Selected extract:
╔══
Regular Expressions#

PetaPerl implements a Perl 5-compatible regex engine with support for the full range of Perl regex features.

Pattern Syntax#

Literals#

/hello/         # Match literal "hello"
/foo bar/       # Match "foo bar"

Metacharacters#

Char

Meaning

.

Any character except newline

^

Start of string

$

End of string

\A

Start of string (absolute)

\z

End of string (absolute)

\Z

End of string or before final newline

\b

Word boundary

\B

Not word boundary

\G

Position of last match

/^start/        # Must be at start
/end$/          # Must be at end
/\bword\b/      # Whole word match
/\Abegin/       # Absolute start
/finish\z/      # Absolute end

Character Classes#

[abc]           # Match a, b, or c
[^abc]          # Match anything except a, b, c
[a-z]           # Match lowercase letter
[A-Z0-9]        # Match uppercase or digit
[a-zA-Z_]       # Match word character

Predefined Character Classes#

Class

Matches

Negated

\d

Digit [0-9]

\D (non-digit)

\w

Word char [a-zA-Z0-9_]

\W (non-word)

\s

Whitespace [ \t\n\r\f]

\S (non-whitespace)

\h

Horizontal whitespace

\H

\v

Vertical whitespace

\V

/\d+/           # One or more digits
/\w+/           # One or more word chars
/\s*/           # Zero or more spaces

POSIX Character Classes#

[:alnum:]       # Alphanumeric [a-zA-Z0-9]
[:alpha:]       # Alphabetic [a-zA-Z]
[:ascii:]       # ASCII characters [0-127]
[:blank:]       # Space and tab
[:cntrl:]       # Control characters
[:digit:]       # Digits [0-9]
[:graph:]       # Visible characters (not space)
[:lower:]       # Lowercase letters
[:print:]       # Printable characters
[:punct:]       # Punctuation
[:space:]       # Whitespace
[:upper:]       # Uppercase letters
[:word:]        # Word characters [a-zA-Z0-9_]
[:xdigit:]      # Hex digits [0-9A-Fa-f]

Usage: [[:digit:]] or [[:alpha:][:digit:]]

Quantifiers#

Quantifier

Meaning

Greedy

Non-greedy

Possessive

*

0 or more

Yes

*?

*+

+

1 or more

Yes

+?

++

?

0 or 1

Yes

??
╚══
Requirements:
Copy out everything from "POSIX Character Classes#" down to "characters (not space)" in the regular expressions page, switching "Alphabetic" to "Letters".

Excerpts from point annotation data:
╔══
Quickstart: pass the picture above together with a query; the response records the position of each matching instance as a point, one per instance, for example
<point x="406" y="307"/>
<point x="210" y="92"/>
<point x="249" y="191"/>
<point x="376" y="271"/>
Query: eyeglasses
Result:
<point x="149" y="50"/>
╚══
The response:
POSIX Character Classes#

[:alnum:]       # Alphanumeric [a-zA-Z0-9]
[:alpha:]       # Letters [a-zA-Z]
[:ascii:]       # ASCII characters [0-127]
[:blank:]       # Space and tab
[:cntrl:]       # Control characters
[:digit:]       # Digits [0-9]
[:graph:]       # Visible characters (not space)